**GOAL OF THE EXERCISE**.
Scan the records for the line containing "white plastic bucket"; extract it and all later lines, verbatim, through the end, and nothing before it.

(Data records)
****************

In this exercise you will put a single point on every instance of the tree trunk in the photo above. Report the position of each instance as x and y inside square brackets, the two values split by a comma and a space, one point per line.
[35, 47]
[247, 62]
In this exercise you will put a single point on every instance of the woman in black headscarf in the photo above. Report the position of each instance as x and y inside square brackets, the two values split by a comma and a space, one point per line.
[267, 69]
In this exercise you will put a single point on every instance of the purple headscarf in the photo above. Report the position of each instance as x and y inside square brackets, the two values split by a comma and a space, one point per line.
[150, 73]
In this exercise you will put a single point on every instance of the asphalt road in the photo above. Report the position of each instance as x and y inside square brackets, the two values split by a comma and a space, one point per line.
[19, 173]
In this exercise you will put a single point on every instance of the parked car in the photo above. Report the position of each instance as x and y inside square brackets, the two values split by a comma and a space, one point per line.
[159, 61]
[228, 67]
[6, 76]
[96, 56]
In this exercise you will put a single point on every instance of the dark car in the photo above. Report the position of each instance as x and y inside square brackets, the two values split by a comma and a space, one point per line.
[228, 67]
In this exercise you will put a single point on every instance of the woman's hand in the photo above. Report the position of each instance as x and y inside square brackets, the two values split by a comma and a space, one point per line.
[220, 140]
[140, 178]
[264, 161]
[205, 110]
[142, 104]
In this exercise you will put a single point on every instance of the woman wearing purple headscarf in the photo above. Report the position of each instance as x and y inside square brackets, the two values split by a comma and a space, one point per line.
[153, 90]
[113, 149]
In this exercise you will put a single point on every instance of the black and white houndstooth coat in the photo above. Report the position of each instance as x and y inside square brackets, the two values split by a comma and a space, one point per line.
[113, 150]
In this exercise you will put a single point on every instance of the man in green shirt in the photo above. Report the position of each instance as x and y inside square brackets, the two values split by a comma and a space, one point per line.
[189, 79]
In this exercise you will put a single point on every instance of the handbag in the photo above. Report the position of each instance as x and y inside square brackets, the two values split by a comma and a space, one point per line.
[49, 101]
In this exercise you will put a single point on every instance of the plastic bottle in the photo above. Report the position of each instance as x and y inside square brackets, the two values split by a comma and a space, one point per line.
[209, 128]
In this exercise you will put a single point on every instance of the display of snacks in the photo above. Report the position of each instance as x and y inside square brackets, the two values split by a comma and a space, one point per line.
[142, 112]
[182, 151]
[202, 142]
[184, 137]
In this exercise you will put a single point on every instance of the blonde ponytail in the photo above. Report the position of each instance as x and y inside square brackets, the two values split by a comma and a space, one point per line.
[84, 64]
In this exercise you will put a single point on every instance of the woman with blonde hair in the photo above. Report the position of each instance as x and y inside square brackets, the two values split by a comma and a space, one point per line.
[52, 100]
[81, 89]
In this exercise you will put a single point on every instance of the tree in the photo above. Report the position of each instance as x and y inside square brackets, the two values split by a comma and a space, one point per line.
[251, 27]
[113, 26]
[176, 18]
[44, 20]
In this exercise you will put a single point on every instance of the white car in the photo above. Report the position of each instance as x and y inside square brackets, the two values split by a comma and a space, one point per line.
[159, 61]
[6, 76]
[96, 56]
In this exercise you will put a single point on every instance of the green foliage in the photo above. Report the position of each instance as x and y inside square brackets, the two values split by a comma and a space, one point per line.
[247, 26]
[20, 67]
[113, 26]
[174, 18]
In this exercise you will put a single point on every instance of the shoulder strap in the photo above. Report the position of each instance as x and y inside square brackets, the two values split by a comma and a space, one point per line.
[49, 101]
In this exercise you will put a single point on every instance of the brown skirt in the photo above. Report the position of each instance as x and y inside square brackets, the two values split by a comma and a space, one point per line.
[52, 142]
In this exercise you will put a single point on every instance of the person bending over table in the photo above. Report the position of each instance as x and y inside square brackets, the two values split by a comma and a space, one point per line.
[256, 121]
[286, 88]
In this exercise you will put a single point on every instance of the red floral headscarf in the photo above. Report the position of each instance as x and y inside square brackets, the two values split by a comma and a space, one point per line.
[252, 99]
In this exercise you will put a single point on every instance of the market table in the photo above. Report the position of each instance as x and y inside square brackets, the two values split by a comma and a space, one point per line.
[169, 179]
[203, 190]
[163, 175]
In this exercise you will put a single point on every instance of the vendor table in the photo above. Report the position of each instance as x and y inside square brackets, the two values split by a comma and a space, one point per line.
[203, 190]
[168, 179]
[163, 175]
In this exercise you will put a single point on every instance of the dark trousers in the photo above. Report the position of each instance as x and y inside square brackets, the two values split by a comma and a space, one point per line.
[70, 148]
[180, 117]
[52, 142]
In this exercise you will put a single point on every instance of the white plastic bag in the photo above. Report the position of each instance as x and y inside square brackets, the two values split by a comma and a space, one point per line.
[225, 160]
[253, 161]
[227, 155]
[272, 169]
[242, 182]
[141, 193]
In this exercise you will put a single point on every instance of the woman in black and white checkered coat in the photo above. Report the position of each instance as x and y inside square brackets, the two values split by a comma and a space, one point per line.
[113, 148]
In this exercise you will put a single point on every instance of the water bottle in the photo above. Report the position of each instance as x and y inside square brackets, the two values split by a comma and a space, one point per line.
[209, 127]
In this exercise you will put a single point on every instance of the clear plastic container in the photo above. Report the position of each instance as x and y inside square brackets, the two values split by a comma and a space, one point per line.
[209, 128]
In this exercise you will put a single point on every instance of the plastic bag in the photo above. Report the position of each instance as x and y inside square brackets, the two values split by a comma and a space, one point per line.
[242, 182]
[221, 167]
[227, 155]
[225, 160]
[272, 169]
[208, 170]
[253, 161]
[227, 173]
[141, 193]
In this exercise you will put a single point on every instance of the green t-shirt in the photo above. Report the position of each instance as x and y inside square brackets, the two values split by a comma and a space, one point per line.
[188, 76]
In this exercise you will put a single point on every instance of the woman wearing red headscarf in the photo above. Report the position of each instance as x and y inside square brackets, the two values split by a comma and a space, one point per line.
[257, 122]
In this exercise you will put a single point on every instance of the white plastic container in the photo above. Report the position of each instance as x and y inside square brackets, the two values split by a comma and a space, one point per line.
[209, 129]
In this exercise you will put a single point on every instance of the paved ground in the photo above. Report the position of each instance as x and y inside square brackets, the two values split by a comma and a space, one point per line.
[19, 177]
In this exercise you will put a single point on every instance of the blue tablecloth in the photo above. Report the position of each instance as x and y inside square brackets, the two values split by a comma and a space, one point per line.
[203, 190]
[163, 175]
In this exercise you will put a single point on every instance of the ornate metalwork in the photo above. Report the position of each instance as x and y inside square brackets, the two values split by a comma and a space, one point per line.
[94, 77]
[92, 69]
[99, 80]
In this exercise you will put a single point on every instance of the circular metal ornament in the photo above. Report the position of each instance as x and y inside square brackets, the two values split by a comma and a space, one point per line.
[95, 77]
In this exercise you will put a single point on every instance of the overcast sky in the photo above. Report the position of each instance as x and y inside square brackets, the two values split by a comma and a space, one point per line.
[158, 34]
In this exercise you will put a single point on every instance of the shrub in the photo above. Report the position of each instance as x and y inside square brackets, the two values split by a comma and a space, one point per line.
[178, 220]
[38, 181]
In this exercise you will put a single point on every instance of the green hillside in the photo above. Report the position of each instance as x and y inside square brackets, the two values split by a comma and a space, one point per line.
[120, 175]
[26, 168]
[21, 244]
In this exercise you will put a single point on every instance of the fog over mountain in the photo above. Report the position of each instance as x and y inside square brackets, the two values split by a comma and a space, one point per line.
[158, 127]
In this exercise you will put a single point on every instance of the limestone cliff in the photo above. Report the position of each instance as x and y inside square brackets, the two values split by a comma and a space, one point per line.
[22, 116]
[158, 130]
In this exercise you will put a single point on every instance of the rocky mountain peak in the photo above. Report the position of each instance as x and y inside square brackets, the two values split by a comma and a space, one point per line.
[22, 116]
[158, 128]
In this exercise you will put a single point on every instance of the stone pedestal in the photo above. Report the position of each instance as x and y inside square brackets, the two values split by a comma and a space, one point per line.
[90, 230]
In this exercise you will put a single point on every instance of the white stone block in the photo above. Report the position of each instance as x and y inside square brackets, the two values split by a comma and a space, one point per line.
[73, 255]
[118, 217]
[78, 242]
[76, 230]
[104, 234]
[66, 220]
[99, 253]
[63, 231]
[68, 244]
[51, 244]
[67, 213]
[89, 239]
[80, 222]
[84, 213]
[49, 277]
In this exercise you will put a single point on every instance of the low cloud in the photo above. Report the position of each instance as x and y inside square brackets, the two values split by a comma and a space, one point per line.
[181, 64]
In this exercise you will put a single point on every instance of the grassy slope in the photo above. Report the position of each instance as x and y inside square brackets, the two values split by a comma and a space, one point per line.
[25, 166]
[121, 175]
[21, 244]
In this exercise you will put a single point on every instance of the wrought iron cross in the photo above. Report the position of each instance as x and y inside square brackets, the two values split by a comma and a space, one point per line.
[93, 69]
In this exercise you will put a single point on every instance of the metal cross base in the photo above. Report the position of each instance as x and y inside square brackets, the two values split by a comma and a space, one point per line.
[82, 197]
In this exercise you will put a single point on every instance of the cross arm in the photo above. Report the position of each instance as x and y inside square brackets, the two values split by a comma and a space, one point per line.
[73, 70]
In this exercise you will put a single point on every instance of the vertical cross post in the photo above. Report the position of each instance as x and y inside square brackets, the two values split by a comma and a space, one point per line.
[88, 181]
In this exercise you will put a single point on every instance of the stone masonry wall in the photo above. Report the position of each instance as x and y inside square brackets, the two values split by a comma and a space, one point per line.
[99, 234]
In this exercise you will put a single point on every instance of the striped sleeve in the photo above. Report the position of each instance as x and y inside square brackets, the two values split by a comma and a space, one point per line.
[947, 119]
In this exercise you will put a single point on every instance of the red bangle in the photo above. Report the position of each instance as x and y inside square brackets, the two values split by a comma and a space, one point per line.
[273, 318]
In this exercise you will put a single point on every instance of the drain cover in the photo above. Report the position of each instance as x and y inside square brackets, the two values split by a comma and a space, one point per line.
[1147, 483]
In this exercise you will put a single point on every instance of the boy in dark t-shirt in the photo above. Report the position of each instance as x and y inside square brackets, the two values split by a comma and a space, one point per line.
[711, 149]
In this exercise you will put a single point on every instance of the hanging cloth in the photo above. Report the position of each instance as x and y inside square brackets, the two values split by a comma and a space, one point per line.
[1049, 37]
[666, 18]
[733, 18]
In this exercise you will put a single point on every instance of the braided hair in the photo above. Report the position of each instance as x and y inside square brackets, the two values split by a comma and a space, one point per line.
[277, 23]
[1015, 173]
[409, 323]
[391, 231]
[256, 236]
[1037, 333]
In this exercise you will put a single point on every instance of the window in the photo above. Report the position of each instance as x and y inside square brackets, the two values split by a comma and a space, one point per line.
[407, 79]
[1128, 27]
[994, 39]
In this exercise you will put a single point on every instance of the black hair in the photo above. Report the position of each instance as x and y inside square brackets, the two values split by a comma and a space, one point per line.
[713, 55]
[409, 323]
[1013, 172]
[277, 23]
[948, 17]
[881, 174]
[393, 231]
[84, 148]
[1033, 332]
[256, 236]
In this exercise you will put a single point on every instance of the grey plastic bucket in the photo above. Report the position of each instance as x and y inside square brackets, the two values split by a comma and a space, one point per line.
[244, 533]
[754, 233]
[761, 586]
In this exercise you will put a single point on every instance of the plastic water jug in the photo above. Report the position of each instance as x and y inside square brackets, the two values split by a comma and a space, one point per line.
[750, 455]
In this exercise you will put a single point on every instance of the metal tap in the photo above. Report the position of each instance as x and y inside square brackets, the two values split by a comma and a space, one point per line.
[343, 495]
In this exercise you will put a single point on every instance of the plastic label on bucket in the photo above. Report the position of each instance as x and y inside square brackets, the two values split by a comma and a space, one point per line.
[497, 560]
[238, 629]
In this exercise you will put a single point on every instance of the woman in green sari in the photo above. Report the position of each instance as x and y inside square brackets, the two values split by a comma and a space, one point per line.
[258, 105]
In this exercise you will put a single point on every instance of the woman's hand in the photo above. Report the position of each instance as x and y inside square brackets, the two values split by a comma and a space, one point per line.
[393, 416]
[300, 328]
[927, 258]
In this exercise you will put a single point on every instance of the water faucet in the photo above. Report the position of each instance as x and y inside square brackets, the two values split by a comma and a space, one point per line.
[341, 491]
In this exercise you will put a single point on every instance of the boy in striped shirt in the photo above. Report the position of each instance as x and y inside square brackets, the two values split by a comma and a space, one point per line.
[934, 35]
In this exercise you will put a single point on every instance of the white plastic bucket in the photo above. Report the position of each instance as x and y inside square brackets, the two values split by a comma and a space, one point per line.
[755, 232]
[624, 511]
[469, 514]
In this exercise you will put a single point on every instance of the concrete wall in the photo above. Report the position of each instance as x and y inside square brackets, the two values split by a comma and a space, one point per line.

****************

**RESULT FOR THIS TASK**.
In this exercise you will put a single point on every instance of the white plastic bucket in the photo above. Report the position of each instance as x and y inside square brackets, the two values split by a comma and a space, one point per line.
[755, 232]
[624, 511]
[469, 514]
In this exercise you will put a single point on every instance of the concrete wall in the photo above. Report the position of each instance as x and y inside square brackets, the two values split by a comma and a space, one point per line.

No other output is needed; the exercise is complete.